→ INPUT DATA:
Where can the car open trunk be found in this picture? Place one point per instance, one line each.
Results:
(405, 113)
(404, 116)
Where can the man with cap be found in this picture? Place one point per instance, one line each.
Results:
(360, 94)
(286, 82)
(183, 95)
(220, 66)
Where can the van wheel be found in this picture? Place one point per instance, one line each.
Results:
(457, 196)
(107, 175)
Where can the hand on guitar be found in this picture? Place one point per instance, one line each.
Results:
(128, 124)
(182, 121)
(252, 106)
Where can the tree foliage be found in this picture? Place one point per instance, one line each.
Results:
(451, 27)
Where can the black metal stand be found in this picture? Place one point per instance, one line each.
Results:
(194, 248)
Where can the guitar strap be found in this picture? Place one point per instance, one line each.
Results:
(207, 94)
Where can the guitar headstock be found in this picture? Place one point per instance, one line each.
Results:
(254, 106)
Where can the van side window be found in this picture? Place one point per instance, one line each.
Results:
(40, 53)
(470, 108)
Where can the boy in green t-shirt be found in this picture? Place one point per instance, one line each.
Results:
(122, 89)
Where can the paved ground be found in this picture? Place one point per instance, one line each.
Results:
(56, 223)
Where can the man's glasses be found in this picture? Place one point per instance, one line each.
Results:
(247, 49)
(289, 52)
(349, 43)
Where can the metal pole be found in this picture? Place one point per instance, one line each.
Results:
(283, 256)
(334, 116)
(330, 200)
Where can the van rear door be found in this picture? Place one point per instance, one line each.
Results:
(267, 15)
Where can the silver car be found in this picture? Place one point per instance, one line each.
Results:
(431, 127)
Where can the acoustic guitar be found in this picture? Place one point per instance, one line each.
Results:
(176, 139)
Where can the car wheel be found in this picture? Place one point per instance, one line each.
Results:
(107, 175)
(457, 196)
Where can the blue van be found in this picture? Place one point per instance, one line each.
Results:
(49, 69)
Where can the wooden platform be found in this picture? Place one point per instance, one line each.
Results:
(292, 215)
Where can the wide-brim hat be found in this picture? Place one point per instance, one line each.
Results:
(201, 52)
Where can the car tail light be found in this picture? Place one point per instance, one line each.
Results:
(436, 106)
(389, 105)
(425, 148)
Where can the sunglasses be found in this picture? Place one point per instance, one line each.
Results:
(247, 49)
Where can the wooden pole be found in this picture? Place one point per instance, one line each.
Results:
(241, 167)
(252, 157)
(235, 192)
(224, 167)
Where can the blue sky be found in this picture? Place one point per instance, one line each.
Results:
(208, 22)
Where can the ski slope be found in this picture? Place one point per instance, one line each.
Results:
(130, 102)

→ EXERCISE: Each line must be given again exactly as written above.

→ EXERCISE ANSWER:
Where can the car open trunk be found in this picture? Place one point per instance, one line each.
Results:
(405, 113)
(404, 116)
Where can the man with cap be found in this picture? Place one point per instance, one line each.
Results:
(360, 94)
(286, 82)
(183, 95)
(220, 66)
Where can the van wheel be found in this picture? Place one point per instance, one line each.
Results:
(457, 196)
(107, 175)
Where can the hand on guitar be found in this picture? Place one point per instance, one line each.
Results:
(128, 124)
(182, 121)
(252, 106)
Where can the tree foliage be found in this picture? Place one point per instance, one line each.
Results:
(451, 27)
Where can the black metal stand be found in this picture? Place one point per instance, one line each.
Results:
(194, 248)
Where can the guitar strap be found in this picture? Place one point per instance, one line each.
Results:
(207, 94)
Where can the guitar headstock be found in this picture? Place one point per instance, one line each.
Results:
(254, 106)
Where can the van side window be found in this picture? Place one point per instance, one line each.
Results:
(40, 53)
(470, 108)
Where can the boy in green t-shirt be found in this picture? Place one point per instance, one line each.
Results:
(122, 89)
Where can the paved ground be found in this picture? Place one point per instance, one line each.
Results:
(56, 223)
Where can the man's glasses be found in this picture? Place one point per instance, one line each.
Results:
(247, 49)
(289, 52)
(349, 43)
Where can the metal pole be found in this picture? Place one point per instance, one line each.
Results:
(283, 256)
(334, 116)
(330, 200)
Where can the van rear door be found in this picture? Place one point per instance, one line each.
Results:
(267, 15)
Where can the silver car be found in this picture? Place one point per instance, one line each.
Results:
(431, 127)
Where can the acoustic guitar be found in this picture? Place one point per instance, one line each.
Results:
(176, 139)
Where can the car wheel be found in this picture? Place one point per instance, one line each.
Results:
(107, 175)
(457, 196)
Where can the blue van be found in this picture? Place one point per instance, one line each.
Results:
(49, 69)
Where can the wooden platform be found in this picture? Place one point per instance, one line each.
Results:
(292, 215)
Where can the wide-brim hat be found in this picture? Place one point per instance, one line each.
Results:
(201, 52)
Where can the car tail light be found in this picture? Place one point per instance, one line each.
Results:
(436, 106)
(389, 105)
(425, 148)
Where can the sunglasses be found in this picture? Place one point per instance, one line each.
Results:
(247, 49)
Where can the wooden pole be found in this picture? Place one point per instance, one line each.
Results:
(241, 167)
(252, 157)
(235, 192)
(224, 167)
Where can the blue sky be found in this picture? Place one point per instance, one line each.
Results:
(208, 22)
Where can the ski slope be found in this picture? Place one point per instance, one line each.
Results:
(130, 102)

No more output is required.